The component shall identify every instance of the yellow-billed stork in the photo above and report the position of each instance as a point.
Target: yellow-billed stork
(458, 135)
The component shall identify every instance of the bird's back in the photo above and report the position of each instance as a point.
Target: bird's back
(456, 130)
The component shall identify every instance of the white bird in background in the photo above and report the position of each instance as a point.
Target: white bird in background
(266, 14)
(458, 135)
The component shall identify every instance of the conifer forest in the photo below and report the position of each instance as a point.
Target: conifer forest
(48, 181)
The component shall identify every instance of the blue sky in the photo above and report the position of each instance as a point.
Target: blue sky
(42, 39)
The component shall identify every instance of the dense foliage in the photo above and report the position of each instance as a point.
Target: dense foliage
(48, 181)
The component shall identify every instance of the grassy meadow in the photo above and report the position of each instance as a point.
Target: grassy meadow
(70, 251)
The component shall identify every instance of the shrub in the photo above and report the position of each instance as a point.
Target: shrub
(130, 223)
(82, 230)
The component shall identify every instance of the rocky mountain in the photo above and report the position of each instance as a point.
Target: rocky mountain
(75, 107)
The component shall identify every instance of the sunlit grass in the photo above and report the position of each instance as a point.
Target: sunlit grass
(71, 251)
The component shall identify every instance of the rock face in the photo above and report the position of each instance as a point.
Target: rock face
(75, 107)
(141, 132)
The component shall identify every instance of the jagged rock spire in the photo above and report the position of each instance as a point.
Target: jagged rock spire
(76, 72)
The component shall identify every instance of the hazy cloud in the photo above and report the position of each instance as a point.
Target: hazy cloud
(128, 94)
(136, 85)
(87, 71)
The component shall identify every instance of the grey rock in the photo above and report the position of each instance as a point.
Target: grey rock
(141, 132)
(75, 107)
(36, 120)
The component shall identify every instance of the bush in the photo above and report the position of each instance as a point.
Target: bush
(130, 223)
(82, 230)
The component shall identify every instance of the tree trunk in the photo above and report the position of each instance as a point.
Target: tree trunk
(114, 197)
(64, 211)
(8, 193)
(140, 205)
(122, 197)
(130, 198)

◆ **WHAT TO WORK ON**:
From the data above, output exactly the lines between the one containing "The component shall identify every instance of the rocky" and the one containing "The component shall identify every instance of the bush", counting both of them.

◆ **REPLY TO THE EXERCISE**:
The component shall identify every instance of the rocky mountain in the photo above and report the position of each instance as a point.
Target: rocky mountain
(75, 107)
The component shall identify every instance of the sunlit grass in the photo above and report the position of each instance as a point.
Target: sunlit grass
(71, 251)
The component shall identify every instance of the rock face in the photo above and report the position of each instance as a point.
Target: rock face
(75, 107)
(141, 132)
The component shall identify every instance of the jagged rock spire in the photo above and report the position of each instance as a point.
Target: jagged rock spire
(76, 72)
The component shall identify every instance of the hazy cloud in the photo above and report the position of each instance as a point.
Target: hazy cloud
(128, 94)
(136, 85)
(87, 71)
The component shall identify every instance of the grey rock in the photo above and report the position of each instance as a point.
Target: grey rock
(141, 132)
(75, 107)
(36, 120)
The component shall identify every instance of the bush in the photo above and report the position of each instance as a point.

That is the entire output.